The last method to generate chimeras was to implant gonocytes into the germinal crescent. Because the germinal crescent is the first stage when PGC have been shown to be committed to the germline, it was surmised that the exogenous germ cells would participate in normal development and again generate germline chimeras. Similar to the other 2 methods, chimeras could be generated by directly implanting gonocytes into the germinal crescent, but germline chimerism was infrequent (Table 1).
Although there were no significant differences among the rates of germline chimera production among the 3 injection methods (P >0.05), it appears that implanting cells directly into the germinal crescent may be the least efficient way to generate chimeras, because only 1 of 5 embryos (20%) produced any donor-derived offspring. Similarly, the rate of donor-derived offspring was numerically lower for injection into the germinal crescent compared with the other 2 methods, making it the least attractive way for an investigator to initiate germline chimera production in their laboratory. The second method to generate germline chimeras was to treat embryos with busulfan (Song et al., 2005), followed by introducing the sorted gonocytes into the embryo; it was efficient at generating germline chimeras because 7 of the 7 recipient embryos generated at least 1 donor-derived offspring. Similarly, the rate of germline transmission per individual was numerically higher compared with the germinal crescent injections. However, 6 of 10 recipient embryos generated germline chimeras using sorted gonocytes when the germ cells were implanted directly into the blastoderm of a stage X embryo. Therefore, it appears that blastodermal injection might be less reliable at generating chimeras compared with busulfan treatment. Lastly, it should be noted that the gonocytes injected into the stage X embryo never resulted in any donor feather pigmentation in the resulting chimeras. Hence, suspensions of FACS-enriched gonocytes from the early gonad are clearly committed to the germ cell lineage, even when injected into the relatively plastic stage X embryo.

(Stored data entries)
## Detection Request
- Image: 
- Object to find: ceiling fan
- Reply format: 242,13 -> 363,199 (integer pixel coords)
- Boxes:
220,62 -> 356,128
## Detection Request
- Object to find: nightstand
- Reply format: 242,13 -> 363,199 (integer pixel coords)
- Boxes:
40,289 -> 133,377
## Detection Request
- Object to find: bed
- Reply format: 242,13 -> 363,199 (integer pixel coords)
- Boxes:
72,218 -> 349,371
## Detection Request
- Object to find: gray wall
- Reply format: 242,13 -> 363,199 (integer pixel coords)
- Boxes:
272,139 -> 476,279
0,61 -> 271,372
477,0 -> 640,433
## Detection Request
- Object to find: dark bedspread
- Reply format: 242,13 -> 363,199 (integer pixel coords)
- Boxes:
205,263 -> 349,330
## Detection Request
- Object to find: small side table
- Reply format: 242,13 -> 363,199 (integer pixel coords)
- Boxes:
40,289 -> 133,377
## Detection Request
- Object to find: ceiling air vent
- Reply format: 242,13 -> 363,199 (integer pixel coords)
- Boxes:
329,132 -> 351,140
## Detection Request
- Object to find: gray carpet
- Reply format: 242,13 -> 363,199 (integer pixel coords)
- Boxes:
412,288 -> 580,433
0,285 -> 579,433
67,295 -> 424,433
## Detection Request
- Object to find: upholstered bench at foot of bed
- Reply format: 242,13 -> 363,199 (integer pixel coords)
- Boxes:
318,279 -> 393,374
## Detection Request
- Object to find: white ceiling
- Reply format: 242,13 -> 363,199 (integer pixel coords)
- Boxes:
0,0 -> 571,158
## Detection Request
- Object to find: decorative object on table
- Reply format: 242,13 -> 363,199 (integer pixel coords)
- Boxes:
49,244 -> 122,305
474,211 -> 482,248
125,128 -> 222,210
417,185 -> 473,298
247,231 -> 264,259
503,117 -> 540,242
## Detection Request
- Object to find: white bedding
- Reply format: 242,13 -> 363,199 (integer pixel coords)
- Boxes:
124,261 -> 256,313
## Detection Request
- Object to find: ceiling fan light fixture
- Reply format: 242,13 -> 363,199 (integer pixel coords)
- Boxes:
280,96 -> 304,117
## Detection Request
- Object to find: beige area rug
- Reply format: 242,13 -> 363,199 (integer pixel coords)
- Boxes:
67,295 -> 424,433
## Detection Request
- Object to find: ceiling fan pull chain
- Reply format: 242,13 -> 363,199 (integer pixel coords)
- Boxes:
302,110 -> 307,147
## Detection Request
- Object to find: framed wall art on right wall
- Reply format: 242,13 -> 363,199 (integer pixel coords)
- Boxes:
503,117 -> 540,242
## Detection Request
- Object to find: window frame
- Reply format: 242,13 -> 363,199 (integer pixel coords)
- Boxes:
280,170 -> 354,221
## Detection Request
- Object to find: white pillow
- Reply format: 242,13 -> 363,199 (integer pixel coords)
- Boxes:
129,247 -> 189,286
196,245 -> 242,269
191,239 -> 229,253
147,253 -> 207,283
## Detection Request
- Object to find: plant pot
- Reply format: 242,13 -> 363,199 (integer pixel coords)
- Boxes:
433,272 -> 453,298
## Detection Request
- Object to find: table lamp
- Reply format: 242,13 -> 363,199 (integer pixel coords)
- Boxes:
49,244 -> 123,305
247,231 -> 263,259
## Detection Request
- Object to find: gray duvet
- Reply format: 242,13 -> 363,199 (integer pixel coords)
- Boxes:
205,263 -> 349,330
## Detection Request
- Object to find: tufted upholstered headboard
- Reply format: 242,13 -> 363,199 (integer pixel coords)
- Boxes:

* **Actions to take**:
• A. Please answer these from the passage on germline chimeras, one line each:
(i) How many of 5 embryos produced any donor-derived offspring when cells were implanted directly into the germinal crescent?
(ii) How many recipient embryos generated at least 1 donor-derived offspring with busulfan treatment?
(iii) What never appeared in chimeras from gonocytes injected into the stage X embryo?
• B. Pick up the passage on germline chimeras after its last sentence and carry it forward.

* **Answers to the exercise**:
• A.
(i) 1 of 5 embryos (20%)
(ii) 7 of the 7 recipient embryos
(iii) Donor feather pigmentation

• B.
Overall, the results of the current study confirm that heterologous, viable gonadal cells can be enriched for gonocytes through immuno-based FAC analysis. Furthermore, the results show that sorted gonocytes will ultimately result in germline chimeras and that to maximize the number of chimeras, it may be optimal to use busulfan treatment, followed by introduction of germ cells into the vasculature of stage 17 embryos, or to directly implant the cells into the stage X blastoderm. Lastly, the results demonstrate for the first time that gonocytes implanted into an earlier developmental stage embryo will fully participate in germline development.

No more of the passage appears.